### What this task involves
Copy the line with "Would you mind marking the drink" and all lines following it through the last line of the entries, exactly as written.

— Start Input —

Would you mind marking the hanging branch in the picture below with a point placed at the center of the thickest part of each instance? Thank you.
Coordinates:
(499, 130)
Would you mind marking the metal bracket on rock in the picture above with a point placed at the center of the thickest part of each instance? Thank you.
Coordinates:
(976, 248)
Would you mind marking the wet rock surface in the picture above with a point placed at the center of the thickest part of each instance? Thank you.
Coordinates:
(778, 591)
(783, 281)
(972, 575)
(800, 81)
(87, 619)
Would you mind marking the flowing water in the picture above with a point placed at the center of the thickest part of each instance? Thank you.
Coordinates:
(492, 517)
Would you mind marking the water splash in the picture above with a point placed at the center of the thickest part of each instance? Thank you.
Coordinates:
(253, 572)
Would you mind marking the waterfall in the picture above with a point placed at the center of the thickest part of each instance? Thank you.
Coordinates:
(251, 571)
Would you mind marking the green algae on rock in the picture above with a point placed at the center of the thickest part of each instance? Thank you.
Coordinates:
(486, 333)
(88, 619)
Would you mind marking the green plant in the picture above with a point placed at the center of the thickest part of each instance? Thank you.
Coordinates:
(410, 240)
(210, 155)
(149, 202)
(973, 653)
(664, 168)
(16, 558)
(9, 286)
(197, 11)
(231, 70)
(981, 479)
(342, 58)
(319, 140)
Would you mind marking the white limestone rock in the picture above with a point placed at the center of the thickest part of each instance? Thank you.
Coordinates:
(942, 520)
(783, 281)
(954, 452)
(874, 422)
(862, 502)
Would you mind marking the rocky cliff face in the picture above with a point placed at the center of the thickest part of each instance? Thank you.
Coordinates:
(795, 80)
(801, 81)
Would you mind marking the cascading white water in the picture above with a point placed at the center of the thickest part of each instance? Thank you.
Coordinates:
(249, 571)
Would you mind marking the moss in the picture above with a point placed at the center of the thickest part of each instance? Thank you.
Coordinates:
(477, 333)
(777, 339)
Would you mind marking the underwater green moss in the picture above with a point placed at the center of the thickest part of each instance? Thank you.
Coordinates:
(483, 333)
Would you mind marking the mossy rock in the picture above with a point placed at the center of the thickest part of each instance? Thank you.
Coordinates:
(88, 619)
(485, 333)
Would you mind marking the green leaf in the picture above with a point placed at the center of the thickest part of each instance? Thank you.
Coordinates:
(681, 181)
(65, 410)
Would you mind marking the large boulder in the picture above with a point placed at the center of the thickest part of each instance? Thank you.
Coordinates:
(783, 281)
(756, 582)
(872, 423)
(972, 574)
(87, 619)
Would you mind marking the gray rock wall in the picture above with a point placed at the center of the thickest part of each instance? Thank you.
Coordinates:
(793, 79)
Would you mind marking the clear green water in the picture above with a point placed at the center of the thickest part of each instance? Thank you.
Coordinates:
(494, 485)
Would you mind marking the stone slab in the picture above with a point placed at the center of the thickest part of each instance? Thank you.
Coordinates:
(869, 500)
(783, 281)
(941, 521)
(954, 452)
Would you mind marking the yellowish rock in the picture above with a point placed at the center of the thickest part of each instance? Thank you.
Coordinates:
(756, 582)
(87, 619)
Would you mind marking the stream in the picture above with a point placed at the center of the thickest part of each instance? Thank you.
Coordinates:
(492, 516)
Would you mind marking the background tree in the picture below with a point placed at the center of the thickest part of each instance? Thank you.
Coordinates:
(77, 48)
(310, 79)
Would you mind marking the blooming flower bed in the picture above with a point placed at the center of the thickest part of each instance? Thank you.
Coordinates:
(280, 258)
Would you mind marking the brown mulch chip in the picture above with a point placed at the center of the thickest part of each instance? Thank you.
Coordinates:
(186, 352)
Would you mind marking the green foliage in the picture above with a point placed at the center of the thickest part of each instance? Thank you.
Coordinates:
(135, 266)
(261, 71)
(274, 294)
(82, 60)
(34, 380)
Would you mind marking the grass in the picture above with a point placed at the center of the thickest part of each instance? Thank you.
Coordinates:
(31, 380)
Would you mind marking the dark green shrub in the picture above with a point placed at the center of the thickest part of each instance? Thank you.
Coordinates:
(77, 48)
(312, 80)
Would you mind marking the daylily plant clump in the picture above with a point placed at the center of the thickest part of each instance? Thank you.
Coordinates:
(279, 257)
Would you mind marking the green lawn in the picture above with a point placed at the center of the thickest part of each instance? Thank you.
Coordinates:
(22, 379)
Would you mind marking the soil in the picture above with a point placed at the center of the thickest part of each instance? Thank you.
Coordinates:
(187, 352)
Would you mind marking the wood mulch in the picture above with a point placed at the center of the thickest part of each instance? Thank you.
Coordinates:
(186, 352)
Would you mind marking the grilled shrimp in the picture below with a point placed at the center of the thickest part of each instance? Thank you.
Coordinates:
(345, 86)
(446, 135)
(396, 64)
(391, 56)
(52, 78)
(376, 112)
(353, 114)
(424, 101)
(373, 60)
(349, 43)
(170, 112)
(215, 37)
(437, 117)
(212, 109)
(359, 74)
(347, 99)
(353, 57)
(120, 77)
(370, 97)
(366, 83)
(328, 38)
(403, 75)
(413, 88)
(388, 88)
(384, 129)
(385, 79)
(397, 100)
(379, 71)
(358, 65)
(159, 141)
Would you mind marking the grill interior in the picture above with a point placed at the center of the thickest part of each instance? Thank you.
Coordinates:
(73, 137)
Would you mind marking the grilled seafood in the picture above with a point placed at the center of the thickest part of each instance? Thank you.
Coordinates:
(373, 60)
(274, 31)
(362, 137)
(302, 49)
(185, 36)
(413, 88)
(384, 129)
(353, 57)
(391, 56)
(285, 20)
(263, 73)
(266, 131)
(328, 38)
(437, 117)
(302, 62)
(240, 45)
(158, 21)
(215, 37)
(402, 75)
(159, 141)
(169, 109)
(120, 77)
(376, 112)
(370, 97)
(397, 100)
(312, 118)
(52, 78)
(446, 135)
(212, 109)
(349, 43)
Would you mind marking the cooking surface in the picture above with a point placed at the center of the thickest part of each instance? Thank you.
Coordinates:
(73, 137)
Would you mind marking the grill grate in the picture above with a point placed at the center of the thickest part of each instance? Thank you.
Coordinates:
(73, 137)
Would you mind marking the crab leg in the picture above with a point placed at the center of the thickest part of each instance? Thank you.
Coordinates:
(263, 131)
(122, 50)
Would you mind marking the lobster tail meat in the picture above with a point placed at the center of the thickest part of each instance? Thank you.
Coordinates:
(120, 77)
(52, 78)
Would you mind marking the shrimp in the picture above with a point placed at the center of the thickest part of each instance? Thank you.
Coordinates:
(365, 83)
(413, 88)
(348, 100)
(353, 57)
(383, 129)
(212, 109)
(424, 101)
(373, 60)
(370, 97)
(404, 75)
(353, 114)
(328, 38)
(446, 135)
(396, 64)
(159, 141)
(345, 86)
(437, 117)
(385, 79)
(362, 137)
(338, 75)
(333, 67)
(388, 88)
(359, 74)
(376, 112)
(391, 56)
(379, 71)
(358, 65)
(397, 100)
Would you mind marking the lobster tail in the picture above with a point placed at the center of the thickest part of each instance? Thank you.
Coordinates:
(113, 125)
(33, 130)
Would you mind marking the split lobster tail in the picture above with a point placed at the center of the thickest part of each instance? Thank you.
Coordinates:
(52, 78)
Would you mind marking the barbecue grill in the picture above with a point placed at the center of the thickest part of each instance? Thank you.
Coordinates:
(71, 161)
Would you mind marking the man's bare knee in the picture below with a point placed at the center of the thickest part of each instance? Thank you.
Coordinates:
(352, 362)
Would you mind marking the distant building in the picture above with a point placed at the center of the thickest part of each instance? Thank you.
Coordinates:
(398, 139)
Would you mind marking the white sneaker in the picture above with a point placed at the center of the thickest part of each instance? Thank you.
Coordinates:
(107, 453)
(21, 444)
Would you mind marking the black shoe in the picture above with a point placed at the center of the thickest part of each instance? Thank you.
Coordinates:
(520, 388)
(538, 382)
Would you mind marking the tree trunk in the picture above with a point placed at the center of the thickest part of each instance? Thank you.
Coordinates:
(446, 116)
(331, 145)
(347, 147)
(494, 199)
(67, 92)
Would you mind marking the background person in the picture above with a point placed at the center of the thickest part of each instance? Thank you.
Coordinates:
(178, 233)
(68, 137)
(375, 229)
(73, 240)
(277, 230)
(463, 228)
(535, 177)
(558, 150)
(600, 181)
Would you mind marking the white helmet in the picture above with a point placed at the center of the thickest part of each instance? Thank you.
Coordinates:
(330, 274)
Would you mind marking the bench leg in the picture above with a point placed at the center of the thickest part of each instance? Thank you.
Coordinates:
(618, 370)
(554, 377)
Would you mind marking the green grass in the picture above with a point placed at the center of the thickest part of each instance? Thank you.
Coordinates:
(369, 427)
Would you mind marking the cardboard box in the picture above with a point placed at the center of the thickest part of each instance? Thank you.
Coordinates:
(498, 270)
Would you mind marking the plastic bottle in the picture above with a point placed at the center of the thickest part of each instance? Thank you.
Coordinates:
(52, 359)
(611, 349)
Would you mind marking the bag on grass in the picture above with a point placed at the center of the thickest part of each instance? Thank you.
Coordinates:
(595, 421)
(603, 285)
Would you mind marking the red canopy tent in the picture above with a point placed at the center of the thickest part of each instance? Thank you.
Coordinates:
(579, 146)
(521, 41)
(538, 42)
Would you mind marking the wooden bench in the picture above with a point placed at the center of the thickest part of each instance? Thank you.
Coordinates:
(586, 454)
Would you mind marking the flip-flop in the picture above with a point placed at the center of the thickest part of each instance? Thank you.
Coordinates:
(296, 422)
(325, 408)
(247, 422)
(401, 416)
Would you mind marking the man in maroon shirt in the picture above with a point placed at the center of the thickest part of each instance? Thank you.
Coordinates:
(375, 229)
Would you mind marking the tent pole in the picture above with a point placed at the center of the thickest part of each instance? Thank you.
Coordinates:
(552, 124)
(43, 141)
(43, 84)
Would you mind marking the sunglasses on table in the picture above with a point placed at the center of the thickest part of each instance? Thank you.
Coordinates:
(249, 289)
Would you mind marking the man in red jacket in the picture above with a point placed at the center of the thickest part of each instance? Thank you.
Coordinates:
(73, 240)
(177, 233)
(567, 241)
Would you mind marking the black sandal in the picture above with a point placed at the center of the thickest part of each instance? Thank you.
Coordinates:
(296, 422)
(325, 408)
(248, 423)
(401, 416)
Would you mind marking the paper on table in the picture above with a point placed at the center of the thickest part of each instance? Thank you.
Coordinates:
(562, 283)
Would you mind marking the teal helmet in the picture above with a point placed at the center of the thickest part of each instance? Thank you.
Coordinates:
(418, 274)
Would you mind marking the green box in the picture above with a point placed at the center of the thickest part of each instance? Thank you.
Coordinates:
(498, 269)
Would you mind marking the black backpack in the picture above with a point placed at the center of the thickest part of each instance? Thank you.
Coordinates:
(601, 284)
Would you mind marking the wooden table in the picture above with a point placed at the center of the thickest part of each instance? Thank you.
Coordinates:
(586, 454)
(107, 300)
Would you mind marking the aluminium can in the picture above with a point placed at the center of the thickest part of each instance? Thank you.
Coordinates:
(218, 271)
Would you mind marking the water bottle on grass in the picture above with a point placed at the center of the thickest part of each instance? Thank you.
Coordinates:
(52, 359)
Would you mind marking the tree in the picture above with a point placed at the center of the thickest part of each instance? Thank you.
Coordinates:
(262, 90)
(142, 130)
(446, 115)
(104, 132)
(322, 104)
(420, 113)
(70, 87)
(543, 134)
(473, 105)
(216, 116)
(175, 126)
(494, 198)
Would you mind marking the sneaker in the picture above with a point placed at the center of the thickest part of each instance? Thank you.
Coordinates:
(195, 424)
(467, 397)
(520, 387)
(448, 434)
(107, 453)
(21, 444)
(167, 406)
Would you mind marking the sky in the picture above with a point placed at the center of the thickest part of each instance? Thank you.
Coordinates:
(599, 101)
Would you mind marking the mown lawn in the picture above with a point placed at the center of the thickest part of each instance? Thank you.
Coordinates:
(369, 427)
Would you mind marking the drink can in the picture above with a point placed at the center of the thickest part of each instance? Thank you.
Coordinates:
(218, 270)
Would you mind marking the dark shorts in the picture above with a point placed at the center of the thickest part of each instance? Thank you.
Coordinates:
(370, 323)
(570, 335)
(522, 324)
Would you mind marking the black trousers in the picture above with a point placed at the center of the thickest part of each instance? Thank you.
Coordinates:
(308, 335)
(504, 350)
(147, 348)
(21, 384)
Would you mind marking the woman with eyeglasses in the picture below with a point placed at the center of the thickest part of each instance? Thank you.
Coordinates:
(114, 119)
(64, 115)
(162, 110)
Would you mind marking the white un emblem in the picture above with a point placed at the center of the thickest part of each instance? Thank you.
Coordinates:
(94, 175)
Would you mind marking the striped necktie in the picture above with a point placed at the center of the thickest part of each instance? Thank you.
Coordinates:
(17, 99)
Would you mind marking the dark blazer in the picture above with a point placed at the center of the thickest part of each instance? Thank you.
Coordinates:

— End Input —

### Answer below
Would you mind marking the drink can in the picture above with a point placed at the center of the thickest part of each instance? Thank you.
Coordinates:
(218, 270)
Would you mind marking the dark shorts in the picture above with a point placed at the center of the thickest part of each instance? Thank you.
Coordinates:
(370, 323)
(570, 335)
(522, 324)
Would you mind marking the black trousers in the picture above with a point placed at the center of the thickest part of each instance? Thank you.
Coordinates:
(308, 335)
(504, 350)
(147, 348)
(21, 384)
Would you mind marking the woman with eyeglasses in the picture below with a point placed at the center of the thickest part of each instance? Thank you.
Coordinates:
(114, 119)
(64, 115)
(162, 110)
Would you mind marking the white un emblem in the picture above with a point placed at the center of the thickest part of each instance? Thank you.
Coordinates:
(94, 175)
Would you mind marking the striped necktie in the picture above with a point placed at the center of the thickest part of each instance? Thank you.
Coordinates:
(17, 99)
Would you mind marking the dark blazer in the picture above with a point placed at the center of the thickest part of each instance? Thank you.
Coordinates:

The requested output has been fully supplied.